** WHAT TO WORK ON **
List each line of the records below that contains the string "bare". Matching is case-sensitive.

** BEGIN RECORDS SHOWN **

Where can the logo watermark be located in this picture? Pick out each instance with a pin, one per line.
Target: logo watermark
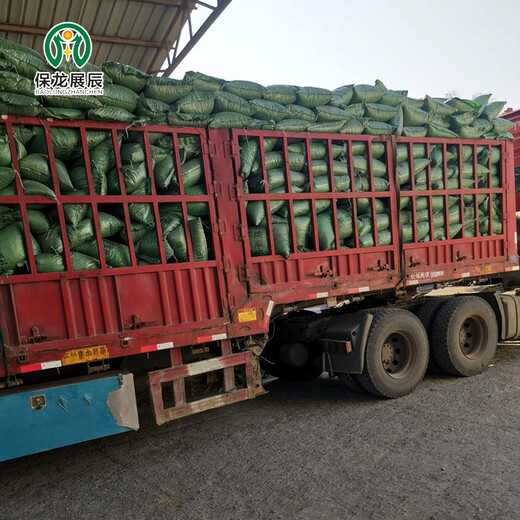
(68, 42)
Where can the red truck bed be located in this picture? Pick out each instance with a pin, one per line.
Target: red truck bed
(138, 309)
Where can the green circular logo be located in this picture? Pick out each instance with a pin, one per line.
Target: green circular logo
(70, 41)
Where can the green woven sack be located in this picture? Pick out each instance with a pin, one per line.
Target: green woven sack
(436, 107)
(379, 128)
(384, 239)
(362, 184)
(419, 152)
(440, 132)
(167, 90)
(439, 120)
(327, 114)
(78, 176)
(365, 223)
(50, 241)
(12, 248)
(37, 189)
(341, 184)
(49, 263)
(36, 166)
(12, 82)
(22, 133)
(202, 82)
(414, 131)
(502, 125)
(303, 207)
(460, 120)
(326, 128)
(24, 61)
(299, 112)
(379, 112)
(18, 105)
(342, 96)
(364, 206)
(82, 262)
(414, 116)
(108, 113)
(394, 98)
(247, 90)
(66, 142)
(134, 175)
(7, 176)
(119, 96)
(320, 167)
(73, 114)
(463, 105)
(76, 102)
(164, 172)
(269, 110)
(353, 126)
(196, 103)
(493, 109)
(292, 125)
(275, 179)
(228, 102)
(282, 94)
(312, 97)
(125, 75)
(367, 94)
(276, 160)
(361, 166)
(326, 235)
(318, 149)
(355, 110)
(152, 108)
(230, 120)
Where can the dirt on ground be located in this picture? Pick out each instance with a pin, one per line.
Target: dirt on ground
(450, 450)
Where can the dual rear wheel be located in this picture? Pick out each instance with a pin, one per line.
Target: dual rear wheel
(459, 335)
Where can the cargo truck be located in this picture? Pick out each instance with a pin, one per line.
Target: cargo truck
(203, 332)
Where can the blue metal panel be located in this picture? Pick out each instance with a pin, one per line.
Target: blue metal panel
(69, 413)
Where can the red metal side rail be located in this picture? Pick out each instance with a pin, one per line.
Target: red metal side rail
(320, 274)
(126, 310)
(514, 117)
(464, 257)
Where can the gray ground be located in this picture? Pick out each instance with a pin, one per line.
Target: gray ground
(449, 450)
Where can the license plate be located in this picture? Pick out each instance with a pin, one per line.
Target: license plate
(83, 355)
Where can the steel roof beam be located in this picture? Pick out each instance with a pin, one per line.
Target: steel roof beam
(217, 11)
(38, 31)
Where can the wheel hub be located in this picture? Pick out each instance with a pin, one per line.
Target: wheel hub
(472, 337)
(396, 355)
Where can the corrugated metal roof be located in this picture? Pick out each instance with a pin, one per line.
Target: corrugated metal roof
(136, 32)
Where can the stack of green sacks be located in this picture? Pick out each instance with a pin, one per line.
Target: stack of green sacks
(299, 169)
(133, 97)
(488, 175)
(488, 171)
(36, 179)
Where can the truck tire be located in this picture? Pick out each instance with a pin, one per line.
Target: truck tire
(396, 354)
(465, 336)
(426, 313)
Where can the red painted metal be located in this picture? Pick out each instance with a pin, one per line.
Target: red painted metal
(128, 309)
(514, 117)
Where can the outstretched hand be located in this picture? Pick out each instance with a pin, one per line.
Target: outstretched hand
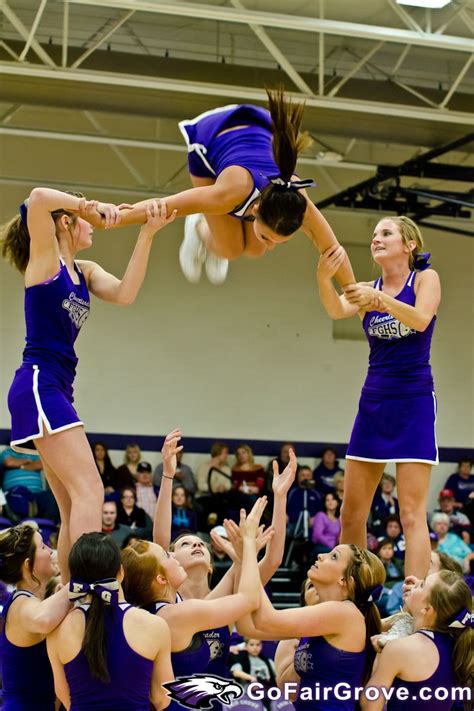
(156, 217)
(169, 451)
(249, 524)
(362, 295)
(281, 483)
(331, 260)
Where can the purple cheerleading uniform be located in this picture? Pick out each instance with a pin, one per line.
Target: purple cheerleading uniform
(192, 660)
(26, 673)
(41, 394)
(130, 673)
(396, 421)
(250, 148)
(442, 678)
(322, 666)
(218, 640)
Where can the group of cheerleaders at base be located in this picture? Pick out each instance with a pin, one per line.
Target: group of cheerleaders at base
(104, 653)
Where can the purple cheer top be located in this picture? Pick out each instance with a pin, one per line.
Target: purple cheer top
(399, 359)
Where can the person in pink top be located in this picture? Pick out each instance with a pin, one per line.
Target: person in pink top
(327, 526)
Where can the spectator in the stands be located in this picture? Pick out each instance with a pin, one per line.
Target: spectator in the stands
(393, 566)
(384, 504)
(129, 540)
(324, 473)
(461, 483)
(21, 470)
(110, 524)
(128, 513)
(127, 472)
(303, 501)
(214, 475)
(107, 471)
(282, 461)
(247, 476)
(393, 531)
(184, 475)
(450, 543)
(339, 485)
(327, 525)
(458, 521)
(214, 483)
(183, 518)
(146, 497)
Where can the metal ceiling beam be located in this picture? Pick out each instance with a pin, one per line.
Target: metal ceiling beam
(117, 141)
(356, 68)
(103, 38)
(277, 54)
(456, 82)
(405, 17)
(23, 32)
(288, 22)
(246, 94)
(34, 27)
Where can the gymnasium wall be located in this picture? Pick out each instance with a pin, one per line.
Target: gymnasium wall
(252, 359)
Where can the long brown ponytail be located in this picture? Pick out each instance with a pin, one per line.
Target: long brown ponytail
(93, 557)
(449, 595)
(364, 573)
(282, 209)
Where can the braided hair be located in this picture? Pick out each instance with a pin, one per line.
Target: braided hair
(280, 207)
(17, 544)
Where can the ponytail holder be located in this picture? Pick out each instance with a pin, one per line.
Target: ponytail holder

** END RECORDS SHOWN **
** BEGIN RECORDS SHOWN **

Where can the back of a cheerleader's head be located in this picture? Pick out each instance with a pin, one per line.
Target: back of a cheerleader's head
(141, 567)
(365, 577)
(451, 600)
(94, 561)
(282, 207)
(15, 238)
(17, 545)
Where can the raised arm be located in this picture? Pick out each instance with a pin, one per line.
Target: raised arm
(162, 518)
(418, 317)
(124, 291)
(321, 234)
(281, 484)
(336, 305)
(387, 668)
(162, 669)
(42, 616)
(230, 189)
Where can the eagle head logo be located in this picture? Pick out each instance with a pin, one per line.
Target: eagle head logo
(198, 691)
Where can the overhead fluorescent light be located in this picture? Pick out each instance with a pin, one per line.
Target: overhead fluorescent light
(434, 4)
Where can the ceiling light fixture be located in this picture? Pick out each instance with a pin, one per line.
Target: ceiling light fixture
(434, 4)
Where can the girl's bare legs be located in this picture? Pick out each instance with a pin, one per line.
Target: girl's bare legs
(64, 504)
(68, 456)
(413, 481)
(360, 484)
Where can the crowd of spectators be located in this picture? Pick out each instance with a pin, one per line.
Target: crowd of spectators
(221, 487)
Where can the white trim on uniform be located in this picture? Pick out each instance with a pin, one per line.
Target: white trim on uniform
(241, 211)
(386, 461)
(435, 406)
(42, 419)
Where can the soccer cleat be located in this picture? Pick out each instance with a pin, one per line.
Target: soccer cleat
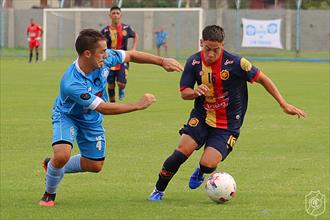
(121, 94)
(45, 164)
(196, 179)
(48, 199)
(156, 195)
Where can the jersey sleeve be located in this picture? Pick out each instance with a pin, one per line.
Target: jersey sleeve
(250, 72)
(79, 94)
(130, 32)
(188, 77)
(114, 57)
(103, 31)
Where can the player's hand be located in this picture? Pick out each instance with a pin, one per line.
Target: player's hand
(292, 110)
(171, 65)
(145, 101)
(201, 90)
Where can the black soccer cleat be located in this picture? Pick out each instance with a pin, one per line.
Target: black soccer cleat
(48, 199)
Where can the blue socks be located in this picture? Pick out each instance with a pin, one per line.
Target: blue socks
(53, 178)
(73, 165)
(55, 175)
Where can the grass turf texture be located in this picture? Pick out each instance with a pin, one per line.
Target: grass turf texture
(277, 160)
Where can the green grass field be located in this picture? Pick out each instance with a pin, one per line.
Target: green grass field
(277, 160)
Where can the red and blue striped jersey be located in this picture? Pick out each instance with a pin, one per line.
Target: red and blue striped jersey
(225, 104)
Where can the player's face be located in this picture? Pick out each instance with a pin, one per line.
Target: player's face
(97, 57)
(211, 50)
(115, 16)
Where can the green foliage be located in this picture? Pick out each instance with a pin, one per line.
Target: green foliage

** END RECORDS SHOWN **

** ANSWER BELOW **
Where can the girl's bare legs be located in this picture? Pick out each instance with a pin, one per line.
Target: girl's bare legs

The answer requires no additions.